Your instructions:
Reproduce each of the items below line for line, without altering any wording, and omit the pictures from your copy.

┌────────

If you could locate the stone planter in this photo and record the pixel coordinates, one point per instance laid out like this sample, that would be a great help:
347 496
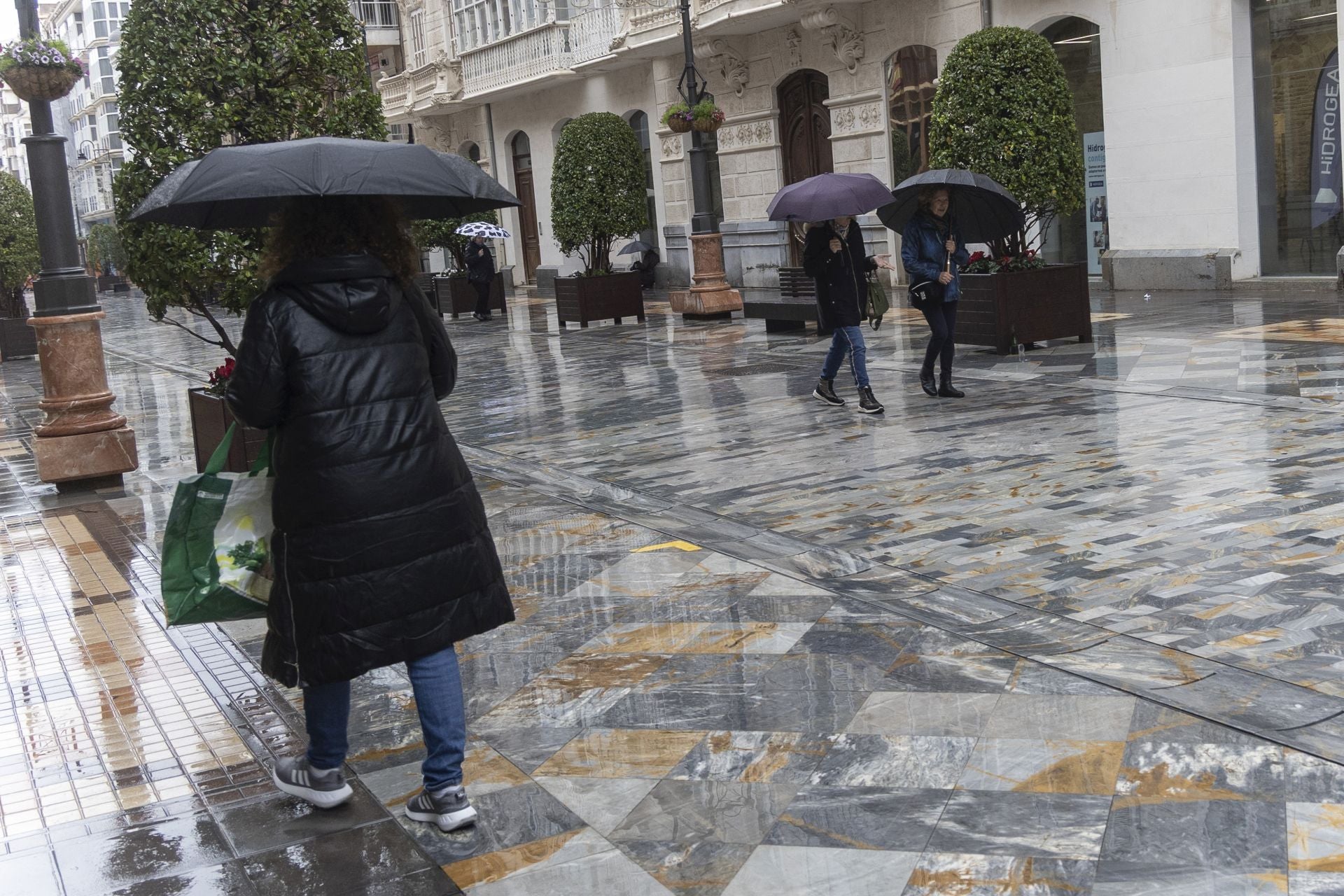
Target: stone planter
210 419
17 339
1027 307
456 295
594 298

└────────

Response to the task:
If you could locate the stone planter in this photo and record the pixel coordinates, one point per instance laid out like this sample, that would be a great help:
347 496
Target: stone planter
210 419
17 339
1027 307
456 295
594 298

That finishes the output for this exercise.